__Task instructions__
a) According to the CBRE survey text, how large was the Hungarian investment market last year?
b) Please explain why the CBRE survey text says 2017 promises to be a strong year for the European real estate market.
c) List every distinct percentage figure that appears in the CBRE survey text.

__Page excerpt__
In 2017, following its international assessment, CBRE has created a survey among real estate investors in Hungary asking them about their market expectations. At the CBRE Investment Breakfast investors turned out to be optimistic about the future. 43% of the respondents stated that the investment market might grow even by one-fifth from last year’s €1.5 billion and 23% stated that this year they might reach their highest turnover ever.
The CBRE international survey reveals that after 2016, 2017 is also promising to be a strong year in the European real estate market; according to it, 85% of investors would spend at least the same amount as last year to purchase real estate, with the total amount reaching $475 billion globally.
43% of the respondents at the event stated that the investment market might grow even by one-fifth from last year’s €1.5 billion, and 23% stated that this year they might reach their highest turnover ever.

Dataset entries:
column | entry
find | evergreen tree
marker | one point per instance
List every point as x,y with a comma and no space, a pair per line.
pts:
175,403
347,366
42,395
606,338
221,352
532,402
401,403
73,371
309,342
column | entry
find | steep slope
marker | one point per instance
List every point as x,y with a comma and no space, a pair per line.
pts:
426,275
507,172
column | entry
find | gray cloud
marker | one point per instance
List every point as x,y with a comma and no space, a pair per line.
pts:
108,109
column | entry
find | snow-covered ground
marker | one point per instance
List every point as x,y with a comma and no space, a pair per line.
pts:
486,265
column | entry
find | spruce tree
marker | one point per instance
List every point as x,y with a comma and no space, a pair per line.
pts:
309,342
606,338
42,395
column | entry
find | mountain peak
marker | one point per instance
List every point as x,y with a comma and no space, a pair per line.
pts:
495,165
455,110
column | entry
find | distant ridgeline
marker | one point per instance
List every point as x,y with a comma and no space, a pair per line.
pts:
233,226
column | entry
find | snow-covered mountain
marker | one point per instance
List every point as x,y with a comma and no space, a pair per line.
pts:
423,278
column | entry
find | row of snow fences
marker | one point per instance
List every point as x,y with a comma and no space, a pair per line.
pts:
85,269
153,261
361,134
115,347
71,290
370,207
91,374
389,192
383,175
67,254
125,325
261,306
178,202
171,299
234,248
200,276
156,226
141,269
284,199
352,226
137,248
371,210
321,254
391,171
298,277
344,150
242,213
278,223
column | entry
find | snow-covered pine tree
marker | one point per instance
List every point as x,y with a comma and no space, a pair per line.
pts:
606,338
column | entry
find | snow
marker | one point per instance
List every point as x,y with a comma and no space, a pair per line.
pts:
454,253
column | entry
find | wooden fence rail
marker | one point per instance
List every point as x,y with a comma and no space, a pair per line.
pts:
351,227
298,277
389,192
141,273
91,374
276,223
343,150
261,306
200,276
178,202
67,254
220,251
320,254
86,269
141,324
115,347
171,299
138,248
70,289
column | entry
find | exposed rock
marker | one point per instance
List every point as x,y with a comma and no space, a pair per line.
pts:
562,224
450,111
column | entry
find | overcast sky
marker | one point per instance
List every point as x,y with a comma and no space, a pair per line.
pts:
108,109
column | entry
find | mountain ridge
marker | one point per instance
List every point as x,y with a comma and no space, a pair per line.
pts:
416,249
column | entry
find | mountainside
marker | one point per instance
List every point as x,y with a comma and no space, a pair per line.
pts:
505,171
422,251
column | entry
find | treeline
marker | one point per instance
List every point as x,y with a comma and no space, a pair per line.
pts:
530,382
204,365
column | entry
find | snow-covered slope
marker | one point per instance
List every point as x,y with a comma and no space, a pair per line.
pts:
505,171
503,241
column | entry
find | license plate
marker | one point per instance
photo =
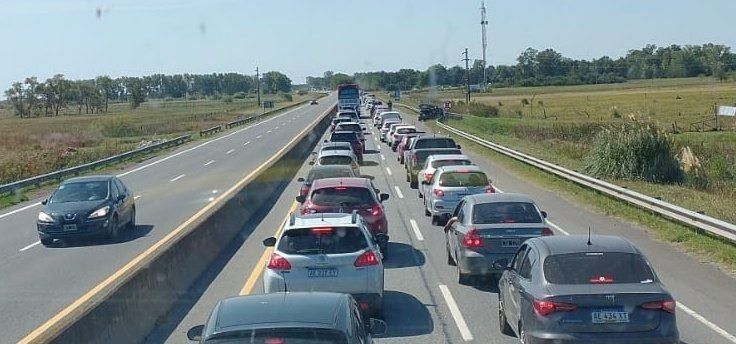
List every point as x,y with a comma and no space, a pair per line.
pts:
609,317
322,273
510,243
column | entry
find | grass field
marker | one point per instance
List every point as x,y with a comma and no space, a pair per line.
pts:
574,114
32,146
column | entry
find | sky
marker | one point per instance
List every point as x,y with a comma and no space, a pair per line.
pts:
86,38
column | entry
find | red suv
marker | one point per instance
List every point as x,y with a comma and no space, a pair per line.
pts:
343,195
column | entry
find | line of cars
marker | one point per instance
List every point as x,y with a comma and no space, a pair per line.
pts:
551,289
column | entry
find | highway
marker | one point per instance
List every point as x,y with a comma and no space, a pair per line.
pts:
37,282
424,302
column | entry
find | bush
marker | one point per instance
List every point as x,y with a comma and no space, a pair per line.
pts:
634,150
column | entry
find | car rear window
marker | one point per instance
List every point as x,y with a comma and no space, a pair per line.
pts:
342,195
505,212
597,268
80,192
453,179
281,335
435,143
440,163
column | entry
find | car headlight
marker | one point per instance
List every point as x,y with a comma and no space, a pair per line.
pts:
43,217
100,212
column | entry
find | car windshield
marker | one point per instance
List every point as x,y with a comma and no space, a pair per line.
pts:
298,335
597,268
323,240
505,212
80,192
342,195
460,179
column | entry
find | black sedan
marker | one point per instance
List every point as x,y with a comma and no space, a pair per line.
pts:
86,206
295,317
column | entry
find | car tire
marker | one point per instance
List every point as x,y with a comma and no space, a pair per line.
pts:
503,323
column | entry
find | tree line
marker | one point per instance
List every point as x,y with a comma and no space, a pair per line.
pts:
31,97
549,67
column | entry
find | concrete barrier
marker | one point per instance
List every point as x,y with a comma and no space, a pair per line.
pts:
129,305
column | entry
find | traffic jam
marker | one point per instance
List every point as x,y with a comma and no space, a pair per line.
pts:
330,255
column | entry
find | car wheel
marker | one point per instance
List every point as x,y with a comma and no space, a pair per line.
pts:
503,323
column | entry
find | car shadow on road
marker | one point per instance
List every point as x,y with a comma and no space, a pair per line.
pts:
405,315
403,256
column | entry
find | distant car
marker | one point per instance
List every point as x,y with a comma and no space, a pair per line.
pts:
486,228
313,317
436,161
335,195
569,289
332,252
449,185
326,171
84,207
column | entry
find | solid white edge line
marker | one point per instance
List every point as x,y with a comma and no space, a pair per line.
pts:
29,246
415,228
455,312
398,192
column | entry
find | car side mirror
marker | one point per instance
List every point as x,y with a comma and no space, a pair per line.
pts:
377,327
269,242
195,333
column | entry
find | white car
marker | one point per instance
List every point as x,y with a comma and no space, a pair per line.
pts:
332,252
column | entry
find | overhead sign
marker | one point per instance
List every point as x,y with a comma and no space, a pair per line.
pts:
727,111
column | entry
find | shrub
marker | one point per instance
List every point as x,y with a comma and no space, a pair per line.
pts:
634,150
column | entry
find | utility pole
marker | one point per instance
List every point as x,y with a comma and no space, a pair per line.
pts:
483,24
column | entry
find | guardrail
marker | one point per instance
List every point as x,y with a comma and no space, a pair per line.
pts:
705,223
56,175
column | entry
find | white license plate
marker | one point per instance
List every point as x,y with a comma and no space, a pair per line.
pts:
609,317
322,273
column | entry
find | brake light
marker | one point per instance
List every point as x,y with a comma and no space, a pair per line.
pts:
366,259
544,308
278,263
472,239
665,305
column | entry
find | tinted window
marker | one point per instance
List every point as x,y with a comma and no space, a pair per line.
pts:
342,195
79,192
327,240
590,267
458,179
435,143
505,212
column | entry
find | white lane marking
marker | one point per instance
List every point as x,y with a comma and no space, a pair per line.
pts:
415,228
707,323
20,209
455,311
29,246
398,192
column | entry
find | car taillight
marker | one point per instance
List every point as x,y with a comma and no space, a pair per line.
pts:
665,305
472,239
366,259
278,263
544,307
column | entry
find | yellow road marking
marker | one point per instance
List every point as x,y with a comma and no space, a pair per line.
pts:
255,273
59,321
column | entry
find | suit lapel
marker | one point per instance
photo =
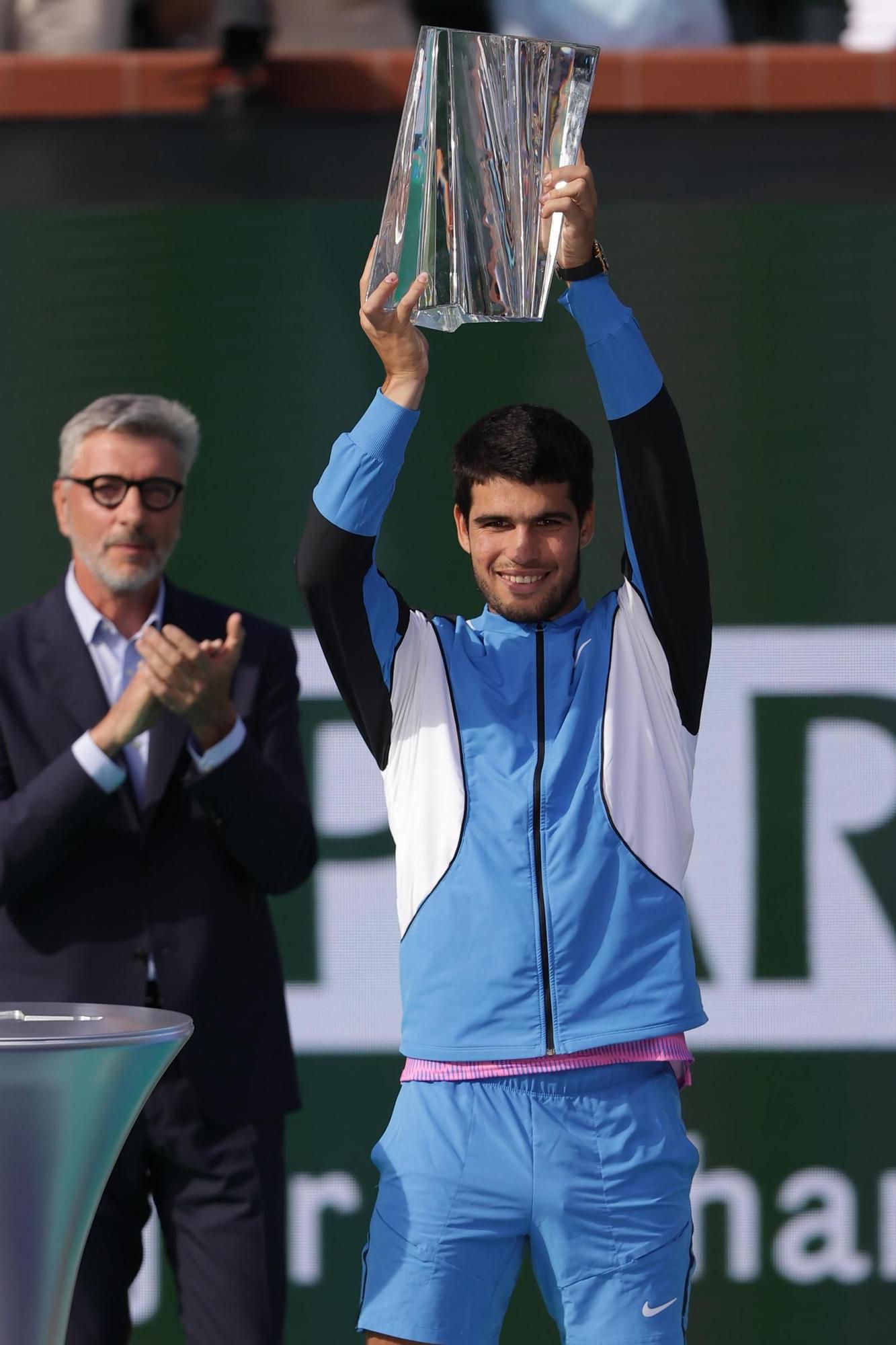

__Responses by item number__
a) €1.5 billion.

b) The CBRE international survey found that 85% of investors would spend at least as much as last year on real estate, with the total reaching $475 billion globally.

c) 43%, 23%, 85%